■ EXERCISE PROMPT: From the entries that follow, list every line in which the string "instance" appears.

■ DATASET RECORDS:
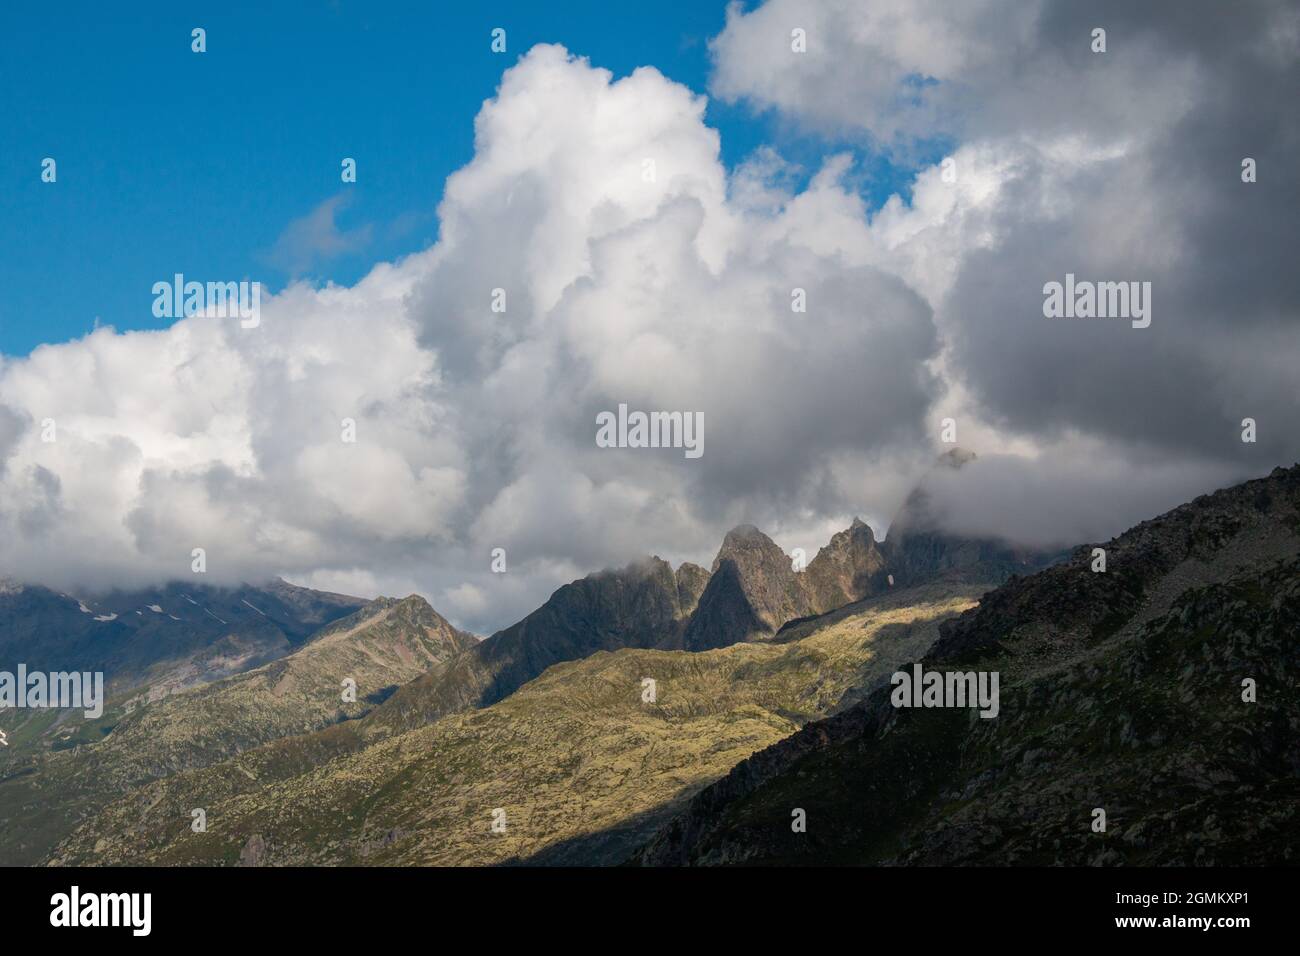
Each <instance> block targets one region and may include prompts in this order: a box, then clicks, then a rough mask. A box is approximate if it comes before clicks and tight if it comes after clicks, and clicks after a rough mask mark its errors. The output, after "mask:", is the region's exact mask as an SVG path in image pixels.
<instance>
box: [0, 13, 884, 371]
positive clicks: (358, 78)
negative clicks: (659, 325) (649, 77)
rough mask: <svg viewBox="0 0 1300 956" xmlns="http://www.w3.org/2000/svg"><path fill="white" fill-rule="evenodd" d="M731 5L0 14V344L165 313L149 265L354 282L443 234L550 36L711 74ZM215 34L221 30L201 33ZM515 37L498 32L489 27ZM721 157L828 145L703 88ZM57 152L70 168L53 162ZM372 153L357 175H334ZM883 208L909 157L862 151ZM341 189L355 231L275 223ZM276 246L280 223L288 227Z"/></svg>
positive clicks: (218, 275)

■ ANSWER TO THE EXERCISE:
Each <instance> block targets one region and may include prompts in this order: a box, then clicks, then a rough mask. A box is approximate if it comes before clicks and tight if it comes after clicks, and clicks after a rough mask mark its errors. The output, after "mask:", is the region's exact mask as an SVG path in image pixels.
<instance>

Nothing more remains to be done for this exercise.